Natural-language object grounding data
■ ■ ■
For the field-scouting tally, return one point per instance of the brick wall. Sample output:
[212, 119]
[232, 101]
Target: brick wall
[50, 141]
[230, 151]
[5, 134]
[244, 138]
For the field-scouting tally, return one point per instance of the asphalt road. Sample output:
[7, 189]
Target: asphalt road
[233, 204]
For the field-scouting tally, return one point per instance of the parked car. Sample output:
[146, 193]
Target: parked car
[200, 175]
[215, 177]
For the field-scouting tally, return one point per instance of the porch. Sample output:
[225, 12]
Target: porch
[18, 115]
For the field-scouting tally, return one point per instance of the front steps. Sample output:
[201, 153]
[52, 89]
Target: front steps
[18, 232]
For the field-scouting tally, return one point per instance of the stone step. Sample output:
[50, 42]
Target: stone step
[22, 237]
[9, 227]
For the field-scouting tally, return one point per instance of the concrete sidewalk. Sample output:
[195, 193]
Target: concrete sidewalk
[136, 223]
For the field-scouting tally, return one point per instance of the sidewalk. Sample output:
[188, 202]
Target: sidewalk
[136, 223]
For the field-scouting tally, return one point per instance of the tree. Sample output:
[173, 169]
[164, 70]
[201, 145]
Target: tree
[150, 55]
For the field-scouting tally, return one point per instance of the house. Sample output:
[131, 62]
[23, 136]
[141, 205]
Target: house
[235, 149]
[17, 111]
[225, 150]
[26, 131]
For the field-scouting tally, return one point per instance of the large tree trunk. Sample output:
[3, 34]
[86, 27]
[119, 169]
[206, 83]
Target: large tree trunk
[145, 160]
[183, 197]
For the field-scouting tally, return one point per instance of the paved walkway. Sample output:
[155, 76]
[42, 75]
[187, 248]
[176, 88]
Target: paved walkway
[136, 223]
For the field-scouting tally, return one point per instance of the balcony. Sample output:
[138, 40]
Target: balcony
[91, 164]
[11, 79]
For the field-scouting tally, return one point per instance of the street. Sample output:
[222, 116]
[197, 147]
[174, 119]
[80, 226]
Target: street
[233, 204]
■ ■ ■
To do:
Please retype each entry above exactly as it is written.

Problem solution:
For the field-scouting tally, return one point per instance of the brick wall. Sample output:
[212, 119]
[232, 101]
Target: brick wall
[50, 141]
[230, 151]
[5, 134]
[244, 138]
For the field-scouting tally, return one point per instance of the asphalt road. Sample output:
[7, 189]
Target: asphalt road
[233, 204]
For the field-scouting tally, return one point per instance of the parked car. Sample output:
[146, 193]
Target: parked car
[200, 175]
[215, 177]
For the field-scouting tally, return one point per instance of the porch. Sample output:
[225, 12]
Target: porch
[18, 115]
For the field-scouting tally, return one point per instance of the front steps. Sample output:
[201, 153]
[52, 89]
Target: front steps
[18, 232]
For the field-scouting tally, return one point per instance of the stone step. Sample output:
[50, 42]
Target: stone step
[22, 237]
[9, 227]
For the field-scouting tally, return one point per instance of the concrete sidewalk. Sample output:
[195, 193]
Target: concrete sidewalk
[136, 223]
For the field-scouting tally, return one point per instance of the sidewalk. Sample output:
[188, 202]
Target: sidewalk
[136, 223]
For the field-scouting tally, return one point per instance of the tree. Sample output:
[173, 169]
[164, 70]
[201, 145]
Target: tree
[150, 55]
For the field-scouting tally, return one point per instance of the house. Sample output:
[131, 62]
[23, 136]
[141, 205]
Target: house
[235, 149]
[17, 111]
[225, 150]
[26, 131]
For the field-scouting tally, return one point per instance of the large tree trunk. Sample output:
[3, 34]
[86, 27]
[119, 169]
[206, 83]
Target: large tree trunk
[145, 160]
[183, 197]
For the field-scouting tally, return one point per instance of the paved walkway. Sample output:
[155, 76]
[42, 75]
[187, 248]
[176, 88]
Target: paved walkway
[136, 223]
For the field-scouting tally, return one point per instance of the balcony. Sample output:
[138, 40]
Target: balcony
[91, 164]
[11, 79]
For the field-scouting tally, return one point per instance of the street. Sample output:
[222, 116]
[197, 147]
[174, 119]
[80, 226]
Target: street
[233, 204]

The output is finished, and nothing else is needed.